Begin Document excerpt

Pyramid Head is one of the most iconic gaming monsters ever created. An ambling, emaciated body with an industrial metallic head covering, he is often found wielding a supersized sword which he swings at assailants. His off-the-wall look and hybrid flesh and metal body would not look out of place on a Ghost vinyl.

The monster made its debut in the Konami video game, Silent Hill 2. As a character who embodied the lead’s subconscious guilt, it was important for the designers to have a character with a hidden face to make it more inhuman. Its role was to be a chaser character and fill a hole in the plot. Part of the design for the head covering was taken from the lower hull of a WWII tank called the King Tiger. This was then combined with imagery of medieval hangmen, who wore black coverings over their heads before an execution.

Since then, Pyramid Head has undergone very few physical redesigns. However, his backstory has often been changed to suit the narrative given, either in sequels or in live-action adaptations.


Laura is a character from The Evil Within by Bethesda Studios. She resembles a giant spider, taking cues from the god Anansi, yet she also borrows themes from other franchises. Bursting forth from corpses, she is not unlike the main villains in the Alien franchise, albeit with much more human characteristics.

The creature itself is a reincarnation of Laura Victoriano – a character in the game. After being burnt in a fire, her skin is now made up of tattered flesh. If her constant slow, creepy movement and chasing throughout the game don’t get you, her screams will. So popular a monster is she, Laura even made a brief return in the game’s sequel.

With new games arriving every day and becoming more realistic, horror gaming can only continue to influence the artwork in metal and its subgenres, and vice versa. You may see tomorrow’s gaming antagonist on the cover of your favorite metal band’s next album soon.

End Document excerpt

**Exercise requirements**
**1.** Write out the passage on horror game monsters again, starting with "Laura is a character" and going on through "the game’s sequel.", but substitute "arachnid" for "spider".
**2.** Name every video game title and every game company that the passage on horror game monsters mentions.
The listing is material apart from the passage on horror game monsters.

Begin Stored data

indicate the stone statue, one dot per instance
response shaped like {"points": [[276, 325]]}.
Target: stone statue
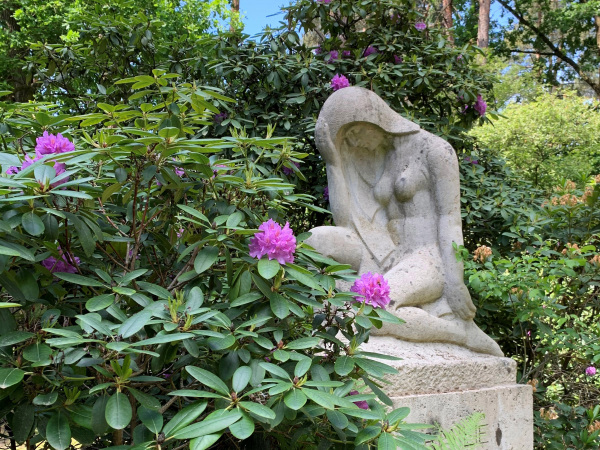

End Stored data

**Completed exercise**
**1.**
Laura is a character from The Evil Within by Bethesda Studios. She resembles a giant arachnid, taking cues from the god Anansi, yet she also borrows themes from other franchises. Bursting forth from corpses, she is not unlike the main villains in the Alien franchise, albeit with much more human characteristics.

The creature itself is a reincarnation of Laura Victoriano – a character in the game. After being burnt in a fire, her skin is now made up of tattered flesh. If her constant slow, creepy movement and chasing throughout the game don’t get you, her screams will. So popular a monster is she, Laura even made a brief return in the game’s sequel.

**2.**
Video game titles:
- Silent Hill 2
- The Evil Within

Game companies:
- Konami
- Bethesda Studios